*** DATA SHOWN

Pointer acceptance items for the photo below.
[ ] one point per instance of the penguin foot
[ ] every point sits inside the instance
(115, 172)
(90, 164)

******

> _WRITTEN EXERCISE_
Please copy the records above line for line, without changing anything.

> _SOLUTION BELOW_
Pointer acceptance items for the photo below.
[ ] one point per instance of the penguin foot
[ ] every point sits inside the instance
(115, 172)
(90, 164)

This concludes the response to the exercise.